- TASK DESCRIPTION -
Please print the entries exactly, omitting each image.

- Natural language region descriptions -
_____

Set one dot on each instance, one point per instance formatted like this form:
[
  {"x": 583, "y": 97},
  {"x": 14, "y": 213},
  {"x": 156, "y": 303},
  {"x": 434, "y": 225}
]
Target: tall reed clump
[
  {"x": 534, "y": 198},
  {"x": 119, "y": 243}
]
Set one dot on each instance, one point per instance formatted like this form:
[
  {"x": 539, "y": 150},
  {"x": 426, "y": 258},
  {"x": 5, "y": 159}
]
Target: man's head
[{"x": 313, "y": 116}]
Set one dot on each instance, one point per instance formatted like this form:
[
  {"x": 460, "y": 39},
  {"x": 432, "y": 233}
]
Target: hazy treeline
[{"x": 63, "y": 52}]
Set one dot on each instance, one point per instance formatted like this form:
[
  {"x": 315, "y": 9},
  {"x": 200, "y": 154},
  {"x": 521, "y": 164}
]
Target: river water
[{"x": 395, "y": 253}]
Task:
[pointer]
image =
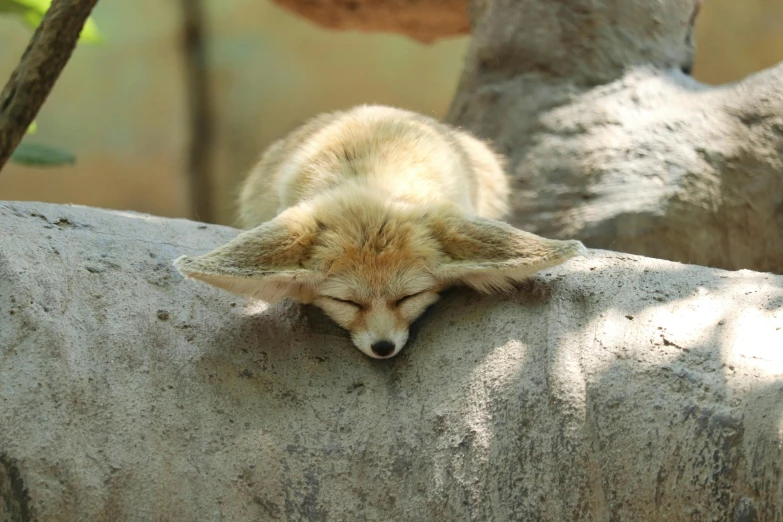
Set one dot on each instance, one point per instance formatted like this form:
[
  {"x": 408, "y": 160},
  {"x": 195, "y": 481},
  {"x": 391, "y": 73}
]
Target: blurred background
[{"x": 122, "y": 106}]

_____

- ANSWER SPACE -
Set one dot on each instance, one point per instance formatted like this form:
[
  {"x": 583, "y": 97},
  {"x": 14, "y": 213},
  {"x": 156, "y": 303},
  {"x": 434, "y": 225}
]
Target: tall reed clump
[
  {"x": 534, "y": 198},
  {"x": 119, "y": 243}
]
Set one dot on each instance, one point per instance formatted like this form:
[
  {"x": 539, "y": 150},
  {"x": 426, "y": 258},
  {"x": 5, "y": 159}
]
Target: man's head
[{"x": 313, "y": 116}]
Set one dot on each instance, one point per instance formatted like this form:
[
  {"x": 460, "y": 39},
  {"x": 432, "y": 233}
]
Target: hazy treeline
[{"x": 63, "y": 52}]
Set one dot on each instance, one point per instance formatted like this form:
[
  {"x": 315, "y": 9},
  {"x": 200, "y": 154},
  {"x": 521, "y": 164}
]
Target: river water
[{"x": 395, "y": 253}]
Task:
[pointer]
image =
Set one dot on each instance, one point per instance formatted like this form:
[
  {"x": 408, "y": 160},
  {"x": 195, "y": 481},
  {"x": 391, "y": 73}
]
Target: blurred background
[{"x": 122, "y": 106}]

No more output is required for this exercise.